• KUTIPAN HALAMAN:
....................

Mengembalikan Makna Ulama

Oleh : Azaki Khoirudin

Assalaamu’alaikum Wr Wb

الْحَمْدُ لِلَّهِ ذِي الْفَضْلِ وَالإِحْسَانِ، امْتَنَّ عَلَى عِبَادِهِ فَعَلَّمَهُمُ الْبَيَانَ، وَأَشْهَدُ أَنْ لاَ إِلَهَ إِلاَّ اللَّهُ وَحْدَهُ لاَ شَرِيكَ لَهُ, شَرَّفَ الْعَرَبِيَّةَ بِالْقُرْآنِ، وَأَشْهَدُ أَنَّ سَيِّدَنَا وَنَبِيَّنَا مُحَمَّداً عَبْدُ اللَّهِ وَرَسُولُهُ، خَيْرُ مَنْ نَطَقَ بِلُغَةِ الضَّادِّ، فَاللَّهُمَّ صَلِّ وَسَلِّمْ وَبَارِكْ عَلَى سَيِّدِنَا مُحَمَّدٍ وَعَلَى آلِهِ وَأَصْحَابِهِ أَجْمَعِينَ، وَعَلَى مَنْ تَبِعَهُمْ بِإِحْسَانٍ إِلَى يَوْمِ الدِّينِ.

أَمَّا بَعْدُ: فَأُوصِيكُمْ عِبَادَ اللَّهِ وَنَفْسِي بِتَقْوَى اللَّهِ، قَالَ سُبْحَانَهُ وَتَعَالَى

يَٰٓأَيُّهَا ٱلَّذِينَ ءَامَنُواْ ٱتَّقُواْ ٱللَّهَ حَقَّ تُقَاتِهِۦ وَلَا تَمُوتُنَّ إِلَّا وَأَنتُم مُّسۡلِمُونَ ١٠٢

Jamaah Shalat Jum’at Rahimani wa Rahimakumullah

Selama ini, masyarakat memahami ulama dipahami sebagai orang-orang yang faqih (memahami) agama atau hokum-hukum agama (fikih). Kebanyakan kita sering merujuk pada QS. At-Taubah ayat 122 yang berbunyi:

۞وَمَا كَانَ ٱلۡمُؤۡمِنُونَ لِيَنفِرُواْ كَآفَّةٗۚ فَلَوۡلَا نَفَرَ مِن كُلِّ فِرۡقَةٖ مِّنۡهُمۡ طَآئِفَةٞ لِّيَتَفَقَّهُواْ فِي ٱلدِّينِ وَلِيُنذِرُواْ قَوۡمَهُمۡ إِذَا رَجَعُوٓاْ إِلَيۡهِمۡ لَعَلَّهُمۡ يَحۡذَرُونَ ١٢٢

“tidak sepatutnya bagi mukminin itu pergi semuanya (ke medan perang). mengapa tidak pergi dari tiap-tiap golongan di antara mereka beberapa orang untuk memperdalam pengetahuan mereka tentang agama dan untuk memberi peringatan kepada kaumnya apabila mereka telah kembali kepadanya, supaya mereka itu dapat menjaga dirinya.”

....................

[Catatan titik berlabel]
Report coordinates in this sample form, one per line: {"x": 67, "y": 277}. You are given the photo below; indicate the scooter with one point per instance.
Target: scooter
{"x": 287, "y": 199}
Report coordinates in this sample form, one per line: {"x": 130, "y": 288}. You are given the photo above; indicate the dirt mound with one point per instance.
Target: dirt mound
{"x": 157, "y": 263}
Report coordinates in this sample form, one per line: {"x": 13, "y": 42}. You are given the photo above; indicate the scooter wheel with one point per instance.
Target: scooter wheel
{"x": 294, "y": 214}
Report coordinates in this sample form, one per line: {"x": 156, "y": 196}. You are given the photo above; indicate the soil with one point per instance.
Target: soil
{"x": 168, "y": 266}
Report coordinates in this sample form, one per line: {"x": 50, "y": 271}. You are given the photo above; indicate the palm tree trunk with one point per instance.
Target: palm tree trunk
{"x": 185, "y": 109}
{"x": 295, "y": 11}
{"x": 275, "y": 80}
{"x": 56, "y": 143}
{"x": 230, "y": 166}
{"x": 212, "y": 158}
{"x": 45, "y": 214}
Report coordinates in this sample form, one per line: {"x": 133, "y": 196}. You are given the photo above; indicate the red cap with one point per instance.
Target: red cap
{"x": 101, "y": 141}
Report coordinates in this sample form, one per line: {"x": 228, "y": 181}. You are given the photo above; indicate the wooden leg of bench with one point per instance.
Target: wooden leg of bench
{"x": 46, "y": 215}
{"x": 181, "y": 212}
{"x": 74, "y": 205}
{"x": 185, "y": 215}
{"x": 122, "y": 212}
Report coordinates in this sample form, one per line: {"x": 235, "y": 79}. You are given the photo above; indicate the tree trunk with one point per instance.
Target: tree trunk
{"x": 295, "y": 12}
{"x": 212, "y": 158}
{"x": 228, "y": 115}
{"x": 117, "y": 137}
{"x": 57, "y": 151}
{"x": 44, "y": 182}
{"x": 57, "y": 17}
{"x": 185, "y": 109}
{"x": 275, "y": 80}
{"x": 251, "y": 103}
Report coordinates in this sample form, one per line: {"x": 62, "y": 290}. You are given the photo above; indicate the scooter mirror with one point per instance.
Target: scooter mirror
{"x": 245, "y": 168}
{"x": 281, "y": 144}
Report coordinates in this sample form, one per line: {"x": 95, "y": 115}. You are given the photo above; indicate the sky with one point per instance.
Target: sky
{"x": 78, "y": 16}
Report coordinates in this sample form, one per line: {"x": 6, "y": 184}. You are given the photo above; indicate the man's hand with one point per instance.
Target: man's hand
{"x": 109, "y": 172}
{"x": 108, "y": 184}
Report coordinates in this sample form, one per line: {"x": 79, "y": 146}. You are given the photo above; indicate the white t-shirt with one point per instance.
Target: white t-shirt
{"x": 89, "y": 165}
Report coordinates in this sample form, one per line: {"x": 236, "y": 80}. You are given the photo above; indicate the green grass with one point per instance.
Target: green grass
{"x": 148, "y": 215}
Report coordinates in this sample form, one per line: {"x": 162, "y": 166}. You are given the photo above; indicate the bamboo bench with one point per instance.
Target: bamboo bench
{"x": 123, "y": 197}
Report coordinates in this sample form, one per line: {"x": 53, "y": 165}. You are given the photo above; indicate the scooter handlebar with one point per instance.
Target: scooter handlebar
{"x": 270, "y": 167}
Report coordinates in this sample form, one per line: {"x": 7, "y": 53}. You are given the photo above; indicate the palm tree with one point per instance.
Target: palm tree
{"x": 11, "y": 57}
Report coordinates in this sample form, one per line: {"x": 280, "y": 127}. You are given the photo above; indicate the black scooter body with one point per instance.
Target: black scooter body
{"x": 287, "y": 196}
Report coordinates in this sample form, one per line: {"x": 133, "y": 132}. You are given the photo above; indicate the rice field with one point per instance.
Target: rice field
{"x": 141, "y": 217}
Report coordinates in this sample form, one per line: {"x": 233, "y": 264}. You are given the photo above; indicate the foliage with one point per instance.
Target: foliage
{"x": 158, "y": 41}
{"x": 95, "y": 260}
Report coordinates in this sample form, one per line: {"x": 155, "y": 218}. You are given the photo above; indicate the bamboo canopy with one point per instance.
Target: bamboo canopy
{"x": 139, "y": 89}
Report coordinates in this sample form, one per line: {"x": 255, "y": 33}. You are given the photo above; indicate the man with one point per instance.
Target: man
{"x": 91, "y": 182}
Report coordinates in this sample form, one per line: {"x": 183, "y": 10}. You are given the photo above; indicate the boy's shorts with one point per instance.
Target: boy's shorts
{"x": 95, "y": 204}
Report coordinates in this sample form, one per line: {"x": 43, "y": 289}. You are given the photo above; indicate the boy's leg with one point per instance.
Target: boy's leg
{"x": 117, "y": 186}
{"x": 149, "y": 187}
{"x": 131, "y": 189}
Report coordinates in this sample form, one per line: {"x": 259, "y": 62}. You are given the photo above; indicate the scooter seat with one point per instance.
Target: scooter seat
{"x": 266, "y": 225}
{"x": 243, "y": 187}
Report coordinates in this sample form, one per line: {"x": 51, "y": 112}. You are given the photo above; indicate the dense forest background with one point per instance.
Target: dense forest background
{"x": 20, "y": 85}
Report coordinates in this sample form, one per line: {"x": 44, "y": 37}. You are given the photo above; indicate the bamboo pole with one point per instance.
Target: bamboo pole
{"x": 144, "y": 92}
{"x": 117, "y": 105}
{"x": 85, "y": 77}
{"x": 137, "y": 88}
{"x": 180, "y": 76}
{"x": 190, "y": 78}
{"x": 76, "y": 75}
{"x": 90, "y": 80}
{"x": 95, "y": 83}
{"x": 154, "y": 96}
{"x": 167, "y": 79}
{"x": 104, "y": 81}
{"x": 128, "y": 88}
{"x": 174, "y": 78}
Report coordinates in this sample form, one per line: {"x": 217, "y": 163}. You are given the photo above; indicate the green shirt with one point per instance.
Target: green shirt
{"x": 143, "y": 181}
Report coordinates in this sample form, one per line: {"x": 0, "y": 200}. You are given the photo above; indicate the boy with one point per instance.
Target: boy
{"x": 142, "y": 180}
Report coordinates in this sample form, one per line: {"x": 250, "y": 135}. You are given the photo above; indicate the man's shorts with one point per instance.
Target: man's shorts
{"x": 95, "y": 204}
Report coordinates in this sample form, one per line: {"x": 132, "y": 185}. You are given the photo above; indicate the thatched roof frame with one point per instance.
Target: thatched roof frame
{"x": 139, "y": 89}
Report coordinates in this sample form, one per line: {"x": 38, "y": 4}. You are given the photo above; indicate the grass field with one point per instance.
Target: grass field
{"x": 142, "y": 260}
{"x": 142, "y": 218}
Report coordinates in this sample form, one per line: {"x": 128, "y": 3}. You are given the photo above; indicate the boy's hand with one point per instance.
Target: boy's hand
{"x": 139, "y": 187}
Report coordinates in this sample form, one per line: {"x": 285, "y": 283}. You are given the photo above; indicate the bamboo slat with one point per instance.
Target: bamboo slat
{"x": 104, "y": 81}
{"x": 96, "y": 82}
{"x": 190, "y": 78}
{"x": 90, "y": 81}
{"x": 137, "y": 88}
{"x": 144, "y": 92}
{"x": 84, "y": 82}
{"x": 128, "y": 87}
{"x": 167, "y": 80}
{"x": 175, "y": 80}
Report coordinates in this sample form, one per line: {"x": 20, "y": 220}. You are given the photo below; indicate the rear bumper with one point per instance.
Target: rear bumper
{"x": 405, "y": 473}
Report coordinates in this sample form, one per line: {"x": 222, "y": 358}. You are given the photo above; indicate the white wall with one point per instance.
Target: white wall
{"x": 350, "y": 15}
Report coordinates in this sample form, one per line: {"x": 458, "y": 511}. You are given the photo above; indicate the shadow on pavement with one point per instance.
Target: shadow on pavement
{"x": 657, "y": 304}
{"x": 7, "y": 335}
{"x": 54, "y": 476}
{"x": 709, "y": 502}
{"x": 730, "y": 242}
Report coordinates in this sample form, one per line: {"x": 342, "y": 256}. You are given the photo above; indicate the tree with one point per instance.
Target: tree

....................

• KERJAKAN BERIKUT INI:
a - Berdasarkan terjemahan ayat dalam khotbah tentang makna ulama, jelaskan dalam satu sampai tiga kalimat mengapa beberapa orang dari tiap golongan perlu pergi.
b - Lanjutkan khotbah tentang makna ulama mulai dari bagian terakhir yang ditampilkan.
Data ini tidak ada hubungannya dengan khotbah tentang makna ulama.

• JAWABAN:
a - Beberapa orang dari tiap golongan perlu pergi untuk memperdalam pengetahuan mereka tentang agama. Setelah kembali, mereka memberi peringatan kepada kaumnya supaya kaum itu dapat menjaga dirinya.

b -
Padahal dalam ayat tersebut tidak menyebut secara spesifik tentang kalimat ulama’, tetapi dengan kalimat liyatafaqqahu fiddin. Akibatnya, umat Islam terlalu banyak menghabiskan waktu untuk membahas persoalan fikih, dan sering sekali berseteru serta bertengkar karenanya. Umat lalai atas fenomena alam seperti: terbitnya matahari, beredarnya bulan, dan bintang. Umat abai gerak awan di langit, kilat yang menyambar, listrik yang membakar, malam yang gelap gulita, dan mutiara yang gemerlap. Umat juga tak tertarik pada aneka tumbuhan di sekitarnya, binatang ternak maupun binatang buas yang betebaran di muka bumi dan aneka fenomena serta kejaiban lainnya.

Meski ayat hukum (muhkam: ummul kitab) hanya berjumlah seperlima dari ayat kauniyah (mutasyabih; al-Qur’an), tetapi telah menyedot hampir semua energi ulama dan umat Islam. Sebaliknya, ayat-ayat semesta meskipun jumlahnya sangat banyak tetapi terabaikan. Sains sebagai perwujudan normatif dari ayat-ayat kauniyah seolah-olah tidak terkait dengan kesalehan dan tidak berkaitan dengan surga dan neraka, sehingga tidak pernah dibahas baik di wilayah keilmuan maupun pengajian-pengajian. Pengajian-pengajian kebanyakan membahas ritual dan fikih semata. Pertanyaanya, lalu siapakah yang dimaksud dengan ulama dalam al-Qur’an?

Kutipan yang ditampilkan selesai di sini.